━━ Textauszug ━━

Elisa Hebecker, Foto von Carola Stolze

Elisa Hebecker,
Foto von Carola Stolze

Elisa Hebecker: Generell finde ich Teamsport faszinierend. Die Art und Weise, wie auch aus fremden Menschen ein Team wachsen kann, das zusammen Siege feiert und Niederlagen aufarbeitet, finde ich nicht nur in sportlicher Hinsicht toll. Beim Basketball ist es vor allem die Geschwindigkeit und Vielfältigkeit der Aktionen. In jeder Sekunde passiert etwas und das kann so verschieden sein…

JJ: Jetzt gehen wir mal ein bisschen chronologisch vor, warst du als Kind, vielleicht schon zu Kindergartenzeiten, dabei, die orange Kugel durch die Reuse zu schicken? Wie und wann begann es?

Elisa: Zum Basketball bin ich durch meine Schwester Laura (Interview mit Laura 2016) gekommen. Ich bin ein Jahr jünger und musste sie immer mit abholen fahren, weil ich noch zu klein war, um allein zu Hause zu bleiben (oder meine Eltern wollten einfach nicht riskieren, dass ich das Haus auf den Kopf stelle 😉 )

Der damalige Trainer hat mir dann irgendwann einen Hocker an den Korb gestellt, mir den Ball gegeben und gesagt: „Komm, probier mal!“ Und dann hat es nicht mehr lange gedauert und ich habe meine Schwester immer mit zum Training begleitet.

JJ: Was begeisterte dich damals an dem Sport (schon dasselbe wie heute); warum bist du am Ball geblieben?

Elisa: Zu Beginn habe ich tatsächlich einfach meiner großen Schwester alles nachgemacht und wollte, genau wie sie, auch Basketball spielen. Hätte sich das nicht ergeben, wären wir wohl beide durch unsere Oma zur Leichtathletik gekommen.

━━━
━━ Quellenmaterial ━━

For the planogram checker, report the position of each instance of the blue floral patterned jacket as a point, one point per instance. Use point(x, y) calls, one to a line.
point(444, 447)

━━━

Zu bearbeitende Aufgaben:
**A)** Beantworten Sie anhand des Interviews mit Elisa Hebecker die folgenden Fragen:
(i) Durch wen ist Elisa zum Basketball gekommen?
(ii) Was hat der damalige Trainer ihr an den Korb gestellt?
(iii) Zu welcher Sportart wären Elisa und ihre Schwester laut Elisa durch ihre Oma gekommen?
**B)** Prüfen Sie, ob die folgenden Aussagen mit dem Interview mit Elisa Hebecker übereinstimmen:
(i) Elisa ist älter als ihre Schwester Laura.
(ii) Am Basketball reizen Elisa vor allem die Geschwindigkeit und Vielfältigkeit der Aktionen.
(iii) Elisa interessiert sich nur für Basketball, nicht für Teamsport im Allgemeinen.

Lösungen:
**A)**
(i) Durch ihre Schwester Laura.
(ii) Einen Hocker.
(iii) Zur Leichtathletik.

**B)**
(i) Nein: „Ich bin ein Jahr jünger“
(ii) Ja: „Beim Basketball ist es vor allem die Geschwindigkeit und Vielfältigkeit der Aktionen.“
(iii) Nein: „Generell finde ich Teamsport faszinierend.“